# Required work:
Copy exactly the lines from the "Please spot the countertop" line to the end, both included, and nothing else.
▬▬▬
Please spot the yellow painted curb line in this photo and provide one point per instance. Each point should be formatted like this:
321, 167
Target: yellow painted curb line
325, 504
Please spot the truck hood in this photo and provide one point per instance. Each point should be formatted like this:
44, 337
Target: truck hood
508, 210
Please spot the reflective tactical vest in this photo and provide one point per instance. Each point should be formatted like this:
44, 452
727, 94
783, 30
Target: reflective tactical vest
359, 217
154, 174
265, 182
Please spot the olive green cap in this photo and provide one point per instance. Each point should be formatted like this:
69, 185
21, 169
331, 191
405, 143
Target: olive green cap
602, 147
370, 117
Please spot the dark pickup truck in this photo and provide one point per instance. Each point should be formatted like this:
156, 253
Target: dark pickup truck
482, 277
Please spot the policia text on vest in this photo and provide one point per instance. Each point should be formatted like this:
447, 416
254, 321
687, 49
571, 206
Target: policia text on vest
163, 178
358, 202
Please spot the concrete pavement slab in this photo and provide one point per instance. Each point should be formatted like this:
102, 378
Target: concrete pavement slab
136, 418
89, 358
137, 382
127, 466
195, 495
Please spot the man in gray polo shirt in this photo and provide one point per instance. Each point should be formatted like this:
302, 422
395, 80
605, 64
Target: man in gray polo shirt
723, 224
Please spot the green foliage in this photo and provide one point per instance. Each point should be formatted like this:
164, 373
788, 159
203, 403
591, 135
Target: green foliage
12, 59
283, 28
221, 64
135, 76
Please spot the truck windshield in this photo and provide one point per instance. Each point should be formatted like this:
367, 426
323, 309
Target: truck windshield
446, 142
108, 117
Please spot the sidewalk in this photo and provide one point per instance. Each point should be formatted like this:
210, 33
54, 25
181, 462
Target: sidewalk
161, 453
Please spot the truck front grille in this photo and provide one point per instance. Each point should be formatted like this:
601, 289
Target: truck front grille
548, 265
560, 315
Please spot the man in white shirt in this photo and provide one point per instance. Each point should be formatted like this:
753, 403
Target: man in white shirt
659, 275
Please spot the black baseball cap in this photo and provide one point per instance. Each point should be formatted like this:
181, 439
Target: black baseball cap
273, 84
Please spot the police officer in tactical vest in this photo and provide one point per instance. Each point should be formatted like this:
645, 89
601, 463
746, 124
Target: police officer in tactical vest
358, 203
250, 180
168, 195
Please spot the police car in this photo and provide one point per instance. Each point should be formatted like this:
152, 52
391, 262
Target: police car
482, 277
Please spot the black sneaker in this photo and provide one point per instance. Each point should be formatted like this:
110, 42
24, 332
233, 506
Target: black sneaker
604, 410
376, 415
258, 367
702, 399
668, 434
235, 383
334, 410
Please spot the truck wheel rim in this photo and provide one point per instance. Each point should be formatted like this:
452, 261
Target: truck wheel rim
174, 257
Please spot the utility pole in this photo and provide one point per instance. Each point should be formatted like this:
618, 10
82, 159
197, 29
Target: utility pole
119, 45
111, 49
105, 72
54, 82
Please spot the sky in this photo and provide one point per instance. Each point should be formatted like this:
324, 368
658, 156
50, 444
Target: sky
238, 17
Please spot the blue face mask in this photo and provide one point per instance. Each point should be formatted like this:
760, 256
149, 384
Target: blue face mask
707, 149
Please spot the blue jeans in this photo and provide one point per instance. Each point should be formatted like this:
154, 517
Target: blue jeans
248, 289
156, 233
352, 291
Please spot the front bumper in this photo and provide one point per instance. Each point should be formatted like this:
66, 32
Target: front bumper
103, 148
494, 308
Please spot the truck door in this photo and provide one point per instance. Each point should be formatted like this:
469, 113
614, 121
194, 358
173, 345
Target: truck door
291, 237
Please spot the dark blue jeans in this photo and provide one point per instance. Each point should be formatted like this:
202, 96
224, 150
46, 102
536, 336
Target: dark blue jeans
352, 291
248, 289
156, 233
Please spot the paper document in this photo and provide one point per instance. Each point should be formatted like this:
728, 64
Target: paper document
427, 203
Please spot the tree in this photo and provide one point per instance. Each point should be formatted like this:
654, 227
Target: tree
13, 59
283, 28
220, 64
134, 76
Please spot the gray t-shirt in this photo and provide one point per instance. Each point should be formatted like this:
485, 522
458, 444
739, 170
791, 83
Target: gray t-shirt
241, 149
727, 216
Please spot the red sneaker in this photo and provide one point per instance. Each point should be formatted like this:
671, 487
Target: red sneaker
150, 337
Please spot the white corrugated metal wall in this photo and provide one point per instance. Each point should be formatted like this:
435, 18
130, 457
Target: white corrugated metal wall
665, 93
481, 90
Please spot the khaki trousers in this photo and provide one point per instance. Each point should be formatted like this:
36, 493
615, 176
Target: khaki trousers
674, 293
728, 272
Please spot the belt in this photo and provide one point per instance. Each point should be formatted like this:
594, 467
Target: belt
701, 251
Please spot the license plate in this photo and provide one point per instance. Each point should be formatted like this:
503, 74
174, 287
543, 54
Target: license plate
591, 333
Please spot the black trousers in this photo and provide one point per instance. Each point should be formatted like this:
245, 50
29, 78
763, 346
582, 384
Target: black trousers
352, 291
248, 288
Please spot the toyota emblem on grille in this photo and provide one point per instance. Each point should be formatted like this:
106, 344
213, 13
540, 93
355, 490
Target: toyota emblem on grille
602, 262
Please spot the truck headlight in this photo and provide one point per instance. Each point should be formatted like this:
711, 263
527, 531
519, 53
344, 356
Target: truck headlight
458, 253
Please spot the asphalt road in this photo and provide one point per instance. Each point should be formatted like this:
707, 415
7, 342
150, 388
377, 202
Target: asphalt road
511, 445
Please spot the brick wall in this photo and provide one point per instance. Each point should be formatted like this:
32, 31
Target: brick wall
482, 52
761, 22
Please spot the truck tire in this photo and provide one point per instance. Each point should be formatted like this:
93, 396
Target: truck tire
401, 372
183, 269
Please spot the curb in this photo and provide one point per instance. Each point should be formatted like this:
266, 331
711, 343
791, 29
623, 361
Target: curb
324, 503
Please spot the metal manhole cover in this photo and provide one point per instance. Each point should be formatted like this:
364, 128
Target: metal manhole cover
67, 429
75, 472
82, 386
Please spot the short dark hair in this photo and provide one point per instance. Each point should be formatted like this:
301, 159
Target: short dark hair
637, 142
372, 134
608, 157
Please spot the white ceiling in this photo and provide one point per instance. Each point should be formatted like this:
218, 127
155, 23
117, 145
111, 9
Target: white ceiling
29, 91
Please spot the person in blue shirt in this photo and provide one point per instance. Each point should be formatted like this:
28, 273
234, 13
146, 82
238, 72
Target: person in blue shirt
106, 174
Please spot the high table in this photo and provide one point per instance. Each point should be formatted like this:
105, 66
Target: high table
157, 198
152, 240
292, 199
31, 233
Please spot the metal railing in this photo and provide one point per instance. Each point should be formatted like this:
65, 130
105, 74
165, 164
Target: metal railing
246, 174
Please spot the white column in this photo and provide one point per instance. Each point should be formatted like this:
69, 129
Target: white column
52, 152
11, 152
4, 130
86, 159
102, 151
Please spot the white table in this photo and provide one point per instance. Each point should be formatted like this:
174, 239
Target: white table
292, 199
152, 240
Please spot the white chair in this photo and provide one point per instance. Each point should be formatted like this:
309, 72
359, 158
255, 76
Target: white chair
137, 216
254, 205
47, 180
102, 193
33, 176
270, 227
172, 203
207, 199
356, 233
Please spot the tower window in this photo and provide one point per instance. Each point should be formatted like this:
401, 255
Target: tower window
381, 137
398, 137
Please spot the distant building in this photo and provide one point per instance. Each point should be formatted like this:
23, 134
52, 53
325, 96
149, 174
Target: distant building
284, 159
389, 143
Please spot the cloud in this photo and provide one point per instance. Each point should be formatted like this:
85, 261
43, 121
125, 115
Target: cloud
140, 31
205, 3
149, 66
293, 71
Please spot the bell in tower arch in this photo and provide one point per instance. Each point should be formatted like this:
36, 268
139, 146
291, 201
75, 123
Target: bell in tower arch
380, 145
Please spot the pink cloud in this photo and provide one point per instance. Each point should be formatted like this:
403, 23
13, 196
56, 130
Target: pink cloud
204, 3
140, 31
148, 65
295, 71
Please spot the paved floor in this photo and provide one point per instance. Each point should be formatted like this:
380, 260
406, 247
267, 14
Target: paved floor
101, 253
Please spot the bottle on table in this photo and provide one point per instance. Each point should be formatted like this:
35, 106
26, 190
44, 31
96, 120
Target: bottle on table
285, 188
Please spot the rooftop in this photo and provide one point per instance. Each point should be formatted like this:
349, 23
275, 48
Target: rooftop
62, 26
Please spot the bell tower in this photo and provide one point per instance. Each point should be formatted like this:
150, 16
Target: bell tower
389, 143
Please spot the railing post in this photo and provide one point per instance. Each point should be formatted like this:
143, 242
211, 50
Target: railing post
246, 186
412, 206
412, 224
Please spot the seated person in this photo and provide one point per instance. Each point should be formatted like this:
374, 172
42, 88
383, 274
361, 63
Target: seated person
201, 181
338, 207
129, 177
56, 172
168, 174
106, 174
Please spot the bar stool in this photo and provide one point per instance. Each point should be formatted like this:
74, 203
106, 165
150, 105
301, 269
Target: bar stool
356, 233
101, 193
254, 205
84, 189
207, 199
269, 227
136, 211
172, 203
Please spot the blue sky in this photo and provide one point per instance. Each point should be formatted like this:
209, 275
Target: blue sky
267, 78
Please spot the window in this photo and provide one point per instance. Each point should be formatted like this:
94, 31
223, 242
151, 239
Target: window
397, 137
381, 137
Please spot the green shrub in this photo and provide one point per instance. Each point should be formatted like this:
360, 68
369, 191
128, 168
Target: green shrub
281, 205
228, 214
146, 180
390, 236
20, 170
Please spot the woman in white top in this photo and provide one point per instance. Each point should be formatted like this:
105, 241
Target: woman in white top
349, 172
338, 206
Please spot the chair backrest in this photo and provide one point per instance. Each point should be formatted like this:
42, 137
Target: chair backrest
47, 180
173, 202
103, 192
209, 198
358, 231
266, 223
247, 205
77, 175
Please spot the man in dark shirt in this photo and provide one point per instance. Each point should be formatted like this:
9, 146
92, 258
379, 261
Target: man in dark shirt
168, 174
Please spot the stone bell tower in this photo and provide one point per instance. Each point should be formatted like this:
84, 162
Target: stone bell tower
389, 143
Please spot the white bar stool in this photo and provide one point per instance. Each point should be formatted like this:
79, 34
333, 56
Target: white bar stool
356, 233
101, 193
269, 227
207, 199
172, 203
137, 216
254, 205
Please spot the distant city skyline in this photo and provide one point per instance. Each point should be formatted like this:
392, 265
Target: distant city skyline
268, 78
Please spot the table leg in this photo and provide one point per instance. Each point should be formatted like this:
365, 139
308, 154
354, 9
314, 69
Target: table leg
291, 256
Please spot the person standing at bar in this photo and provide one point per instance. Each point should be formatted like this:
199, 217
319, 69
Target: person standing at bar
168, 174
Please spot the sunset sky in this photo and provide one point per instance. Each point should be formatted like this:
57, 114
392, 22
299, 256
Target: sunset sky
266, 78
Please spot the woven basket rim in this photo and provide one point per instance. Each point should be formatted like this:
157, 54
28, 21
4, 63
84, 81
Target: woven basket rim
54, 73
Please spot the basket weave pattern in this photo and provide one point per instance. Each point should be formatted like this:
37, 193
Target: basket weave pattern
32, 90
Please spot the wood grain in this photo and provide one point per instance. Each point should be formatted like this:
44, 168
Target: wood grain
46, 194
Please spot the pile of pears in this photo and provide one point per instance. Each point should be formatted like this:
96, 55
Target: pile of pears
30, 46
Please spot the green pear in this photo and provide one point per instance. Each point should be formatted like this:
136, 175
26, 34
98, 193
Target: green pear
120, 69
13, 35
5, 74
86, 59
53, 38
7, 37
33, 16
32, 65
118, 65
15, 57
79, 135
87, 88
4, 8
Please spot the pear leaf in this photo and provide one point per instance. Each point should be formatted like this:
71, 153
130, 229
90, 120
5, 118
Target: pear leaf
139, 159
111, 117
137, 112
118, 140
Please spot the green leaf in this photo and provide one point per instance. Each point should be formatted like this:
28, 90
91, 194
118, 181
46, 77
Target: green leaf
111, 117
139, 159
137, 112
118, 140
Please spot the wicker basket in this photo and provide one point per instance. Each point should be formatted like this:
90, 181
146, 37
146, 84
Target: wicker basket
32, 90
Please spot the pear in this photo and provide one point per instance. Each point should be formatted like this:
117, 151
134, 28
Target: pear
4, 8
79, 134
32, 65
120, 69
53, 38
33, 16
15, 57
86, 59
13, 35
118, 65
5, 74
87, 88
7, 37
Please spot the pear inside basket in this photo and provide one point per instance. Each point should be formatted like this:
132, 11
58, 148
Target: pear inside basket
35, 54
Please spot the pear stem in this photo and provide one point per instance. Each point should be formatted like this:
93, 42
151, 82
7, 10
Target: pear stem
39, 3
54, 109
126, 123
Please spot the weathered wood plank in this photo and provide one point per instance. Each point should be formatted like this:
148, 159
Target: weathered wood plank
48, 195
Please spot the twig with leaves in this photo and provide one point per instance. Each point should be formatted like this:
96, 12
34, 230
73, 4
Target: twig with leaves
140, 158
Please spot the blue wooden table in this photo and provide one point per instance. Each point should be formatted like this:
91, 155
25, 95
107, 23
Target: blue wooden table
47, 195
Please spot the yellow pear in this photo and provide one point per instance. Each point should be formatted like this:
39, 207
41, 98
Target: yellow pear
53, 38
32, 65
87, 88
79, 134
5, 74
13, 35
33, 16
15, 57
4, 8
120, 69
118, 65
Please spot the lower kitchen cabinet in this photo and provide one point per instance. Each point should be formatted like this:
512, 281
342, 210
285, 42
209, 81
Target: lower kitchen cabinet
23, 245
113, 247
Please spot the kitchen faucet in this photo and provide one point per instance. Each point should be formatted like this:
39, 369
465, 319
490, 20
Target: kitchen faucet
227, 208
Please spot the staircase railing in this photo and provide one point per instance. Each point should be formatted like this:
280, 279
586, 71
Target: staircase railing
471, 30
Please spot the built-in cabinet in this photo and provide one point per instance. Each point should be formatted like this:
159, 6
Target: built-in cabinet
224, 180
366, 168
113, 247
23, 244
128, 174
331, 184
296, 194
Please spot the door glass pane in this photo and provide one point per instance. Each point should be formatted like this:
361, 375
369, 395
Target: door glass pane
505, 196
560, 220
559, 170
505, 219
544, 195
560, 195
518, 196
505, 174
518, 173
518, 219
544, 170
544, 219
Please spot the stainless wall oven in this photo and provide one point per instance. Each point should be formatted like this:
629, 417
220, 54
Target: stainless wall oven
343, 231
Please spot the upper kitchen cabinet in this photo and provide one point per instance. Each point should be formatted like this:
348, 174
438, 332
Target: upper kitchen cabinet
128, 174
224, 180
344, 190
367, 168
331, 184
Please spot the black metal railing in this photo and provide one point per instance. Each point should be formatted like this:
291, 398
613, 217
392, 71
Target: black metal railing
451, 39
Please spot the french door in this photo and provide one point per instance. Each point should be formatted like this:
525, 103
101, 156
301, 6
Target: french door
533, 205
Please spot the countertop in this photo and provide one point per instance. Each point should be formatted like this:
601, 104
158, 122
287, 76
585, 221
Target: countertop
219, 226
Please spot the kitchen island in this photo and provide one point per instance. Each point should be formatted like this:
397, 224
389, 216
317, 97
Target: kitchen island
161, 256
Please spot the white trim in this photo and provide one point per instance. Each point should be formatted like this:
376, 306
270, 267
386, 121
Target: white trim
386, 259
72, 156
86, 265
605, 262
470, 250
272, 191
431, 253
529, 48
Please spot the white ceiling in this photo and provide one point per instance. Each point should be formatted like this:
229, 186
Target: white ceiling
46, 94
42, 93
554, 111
▬▬▬
# Result for this exercise:
Please spot the countertop in this photo and provide one point per instance. Each point should be formatted like this:
601, 104
158, 122
287, 76
585, 221
Target: countertop
219, 226
Please spot the kitchen island in this photo and provide one point per instance. Each point should be formatted like this:
397, 224
389, 216
317, 97
Target: kitchen island
161, 256
Please spot the white trim in this photo and provide one point per instance. Each point should be formatted like this:
376, 306
270, 267
386, 121
Target: white trim
386, 259
72, 156
86, 265
605, 262
470, 250
272, 191
431, 253
529, 48
Please spot the white ceiling in this photo and provide one point per instance. Each point should be formatted like this:
229, 186
Target: white ceiling
46, 94
42, 93
554, 111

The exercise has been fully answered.